◆ **The request**
Can you reproduce the data beneath, keeping every line exact?

◆ **Records contained in a dataset**

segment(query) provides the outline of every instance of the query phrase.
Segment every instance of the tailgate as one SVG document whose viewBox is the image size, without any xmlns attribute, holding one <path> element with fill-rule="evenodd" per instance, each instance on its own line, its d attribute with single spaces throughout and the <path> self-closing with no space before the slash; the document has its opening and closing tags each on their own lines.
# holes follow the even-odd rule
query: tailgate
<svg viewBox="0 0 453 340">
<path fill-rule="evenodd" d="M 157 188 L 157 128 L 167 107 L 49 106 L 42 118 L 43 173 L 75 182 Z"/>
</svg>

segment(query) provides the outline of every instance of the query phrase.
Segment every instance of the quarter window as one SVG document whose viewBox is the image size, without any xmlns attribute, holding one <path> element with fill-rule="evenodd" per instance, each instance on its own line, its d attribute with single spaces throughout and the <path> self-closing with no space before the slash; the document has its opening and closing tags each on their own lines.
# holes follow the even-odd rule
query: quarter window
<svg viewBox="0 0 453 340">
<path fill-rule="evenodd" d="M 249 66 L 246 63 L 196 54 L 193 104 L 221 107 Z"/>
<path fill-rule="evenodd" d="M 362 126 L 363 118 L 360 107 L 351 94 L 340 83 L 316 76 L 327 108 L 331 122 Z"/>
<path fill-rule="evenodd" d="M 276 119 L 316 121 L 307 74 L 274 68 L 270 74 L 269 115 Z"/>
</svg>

◆ **Response to the exercise**
segment(query) provides the outline of every instance of the query phrase.
Segment every instance of the tailgate as one SVG document whose viewBox is the image size, without any xmlns attribute, holding one <path> element with fill-rule="evenodd" per instance, each instance on its own line, its d attribute with single spaces throughout and the <path> self-closing with no space before the slash; the document has its opening and closing tags each on their own lines.
# holes follow the even-odd rule
query: tailgate
<svg viewBox="0 0 453 340">
<path fill-rule="evenodd" d="M 157 188 L 157 128 L 167 107 L 49 106 L 42 118 L 43 173 L 75 182 Z"/>
</svg>

segment(query) provides the outline of every instance of the query phrase.
Segment every instance of the quarter window as one SVG document whose viewBox is the image size, without any xmlns attribute, holding one <path> element with fill-rule="evenodd" per instance, each instance on its own line, its d attribute with single spaces throughout and the <path> self-closing with no space before the slash; the document has its opening and closing tags each on their own lines.
# holes follow the even-odd rule
query: quarter window
<svg viewBox="0 0 453 340">
<path fill-rule="evenodd" d="M 249 66 L 246 63 L 196 54 L 193 104 L 221 107 Z"/>
<path fill-rule="evenodd" d="M 362 126 L 363 118 L 360 107 L 351 94 L 340 83 L 316 76 L 327 108 L 331 122 Z"/>
<path fill-rule="evenodd" d="M 276 119 L 316 121 L 307 74 L 274 68 L 270 74 L 269 115 Z"/>
</svg>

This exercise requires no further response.